■ Challenge
In the forum thread below about Max and the Kikopup videos, explain what made Max start watching the video, according to the first post. Answer in one to three sentences.

■ Excerpt to read
# Max loves Kikopup videos!



## Cbelknap (Sep 17, 2014)

Emily Larlham has some of the best training videos. 
https://www.youtube.com/user/kikopup

Max heard her clicker and had to see what was going on. He was watching her every move. The power of the clicker! Too cute!
(Don't worry, he was actually sitting on my lap. I wouldn't want him to fall.)


----------



## Heather's (Jun 18, 2012)

Awww... That is sooo cute!


----------



## Ollie"s Mom (May 23, 2014)

That is too funny, so, so cute. Our Hershey drives me crazy with T.V. He gets into animals on screen. Doesn't have to be a dog, anything with 4 legs will do. Sometimes hockey and football keep him interested too.


----------



## 31818 (Oct 29, 2014)

Yes! Max is smart to know that Kikopup is one of the best videos for teaching obedience and other tricks!

Ricky's Popi


----------



## Layla's Mom (Feb 1, 2016)

That is the cutest picture ever! He is so sweet sitting there watching the video!! I just want to pick him up and hug him 0


----------



## Jojofergy (Jun 27, 2016)

That is super cute! sprocket isn't very interested in tv yet occasionally a weird sound will make him look up but not often 
And I agree I love kikopup! almost everything my dogs know were taught from her videos 


Sent from my iPhone using Tapatalk


----------

■ Given material
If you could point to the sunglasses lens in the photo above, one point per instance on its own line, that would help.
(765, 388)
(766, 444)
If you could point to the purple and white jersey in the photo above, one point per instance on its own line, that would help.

■ Answer for this exercise
Max heard Emily Larlham's clicker in the video and had to see what was going on. After that he watched her every move.